● **TEXT SEGMENT**:
Jareck said this about how the team prefers to get its news out: best to publish on its own website, Dodgers.com, because then “we can spin it any way we want. You can tell the (in-house) writer, ‘Here do this’ and they’ll do it”

He has since backtracked and claimed he was talking about minor news and P.R. initiatives, but it wasn’t too strong a backtrack. He admitted he was talking about spinning trades and things too.

Can the MLB.com people be spun? Well, sometimes. As Deadspin’s handling of this notes, MLB.com reporters do work for the league, and they’re likely under the same sorts of pressures anyone is when it comes to reporting on their own company. If you want to hear about the day-to-day, the on-the-field product and feature stories about players, MLB.com is going to be good for you (assuming your team’s MLB.com person is a good one). You don’t go for them if you’re looking for some hearty “this owner is a cheapskate” rhetoric, a takedown of a player or a dismantling of the recent stadium deal.

(Dataset records about object locations)
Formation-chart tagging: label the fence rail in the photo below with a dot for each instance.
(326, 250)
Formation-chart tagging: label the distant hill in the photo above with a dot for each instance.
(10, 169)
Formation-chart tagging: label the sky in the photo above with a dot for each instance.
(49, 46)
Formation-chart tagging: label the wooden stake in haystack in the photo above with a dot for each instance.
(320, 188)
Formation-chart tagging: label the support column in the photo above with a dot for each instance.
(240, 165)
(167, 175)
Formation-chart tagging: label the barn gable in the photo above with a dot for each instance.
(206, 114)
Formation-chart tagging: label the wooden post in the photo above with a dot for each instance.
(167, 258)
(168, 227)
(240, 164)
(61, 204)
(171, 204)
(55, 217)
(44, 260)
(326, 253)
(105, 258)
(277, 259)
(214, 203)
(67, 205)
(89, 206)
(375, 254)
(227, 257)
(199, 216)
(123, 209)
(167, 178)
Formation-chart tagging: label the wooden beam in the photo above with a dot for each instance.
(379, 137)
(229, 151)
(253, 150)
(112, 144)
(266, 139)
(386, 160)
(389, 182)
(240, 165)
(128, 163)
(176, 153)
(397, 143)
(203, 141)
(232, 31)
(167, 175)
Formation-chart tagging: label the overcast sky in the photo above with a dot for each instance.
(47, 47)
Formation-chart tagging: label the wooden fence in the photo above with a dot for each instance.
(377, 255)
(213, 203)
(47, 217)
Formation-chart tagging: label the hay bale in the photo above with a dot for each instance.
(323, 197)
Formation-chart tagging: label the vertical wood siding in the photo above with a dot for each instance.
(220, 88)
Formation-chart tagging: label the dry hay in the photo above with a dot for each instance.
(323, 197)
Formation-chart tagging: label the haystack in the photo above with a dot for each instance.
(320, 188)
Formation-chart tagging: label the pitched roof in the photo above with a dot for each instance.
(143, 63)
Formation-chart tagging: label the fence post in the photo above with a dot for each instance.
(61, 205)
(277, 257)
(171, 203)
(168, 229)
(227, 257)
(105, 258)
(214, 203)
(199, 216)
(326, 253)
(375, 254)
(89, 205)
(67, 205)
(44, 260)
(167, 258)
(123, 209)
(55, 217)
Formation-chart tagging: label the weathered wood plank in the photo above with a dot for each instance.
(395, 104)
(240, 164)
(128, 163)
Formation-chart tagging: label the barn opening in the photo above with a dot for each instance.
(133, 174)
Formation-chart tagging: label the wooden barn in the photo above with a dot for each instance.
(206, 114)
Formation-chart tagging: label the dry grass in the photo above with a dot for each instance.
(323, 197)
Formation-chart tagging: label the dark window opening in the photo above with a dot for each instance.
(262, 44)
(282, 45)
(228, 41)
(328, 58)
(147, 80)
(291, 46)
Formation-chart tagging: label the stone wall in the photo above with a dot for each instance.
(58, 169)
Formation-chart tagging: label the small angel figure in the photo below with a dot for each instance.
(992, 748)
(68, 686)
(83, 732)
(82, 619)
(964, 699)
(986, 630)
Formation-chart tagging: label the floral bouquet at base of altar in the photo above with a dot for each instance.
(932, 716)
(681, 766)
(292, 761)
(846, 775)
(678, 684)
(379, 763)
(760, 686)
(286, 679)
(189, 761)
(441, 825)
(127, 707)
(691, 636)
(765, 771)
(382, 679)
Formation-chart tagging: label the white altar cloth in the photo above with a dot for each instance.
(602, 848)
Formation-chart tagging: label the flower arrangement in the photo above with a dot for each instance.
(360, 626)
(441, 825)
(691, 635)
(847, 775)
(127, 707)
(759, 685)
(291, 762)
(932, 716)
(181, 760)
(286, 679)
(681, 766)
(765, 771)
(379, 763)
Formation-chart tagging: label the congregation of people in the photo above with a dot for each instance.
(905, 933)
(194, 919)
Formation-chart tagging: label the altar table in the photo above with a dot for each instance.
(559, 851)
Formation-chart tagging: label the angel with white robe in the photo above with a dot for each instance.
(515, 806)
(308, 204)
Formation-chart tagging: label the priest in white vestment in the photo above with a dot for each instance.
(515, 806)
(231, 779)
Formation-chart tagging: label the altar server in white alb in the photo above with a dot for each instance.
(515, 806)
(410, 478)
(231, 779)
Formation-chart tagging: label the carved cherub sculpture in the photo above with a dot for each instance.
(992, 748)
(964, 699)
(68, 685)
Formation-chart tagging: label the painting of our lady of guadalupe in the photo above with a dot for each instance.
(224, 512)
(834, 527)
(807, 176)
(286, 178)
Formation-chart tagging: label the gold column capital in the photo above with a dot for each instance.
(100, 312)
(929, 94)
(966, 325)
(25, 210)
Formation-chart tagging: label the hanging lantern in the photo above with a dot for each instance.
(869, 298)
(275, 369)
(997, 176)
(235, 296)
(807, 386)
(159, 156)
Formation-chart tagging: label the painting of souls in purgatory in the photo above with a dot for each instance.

● **GIVEN PROBLEM**:
Name every website or news outlet mentioned in the passage on team news coverage above the rows.

● **RESULT BELOW**:
Dodgers.com, MLB.com, Deadspin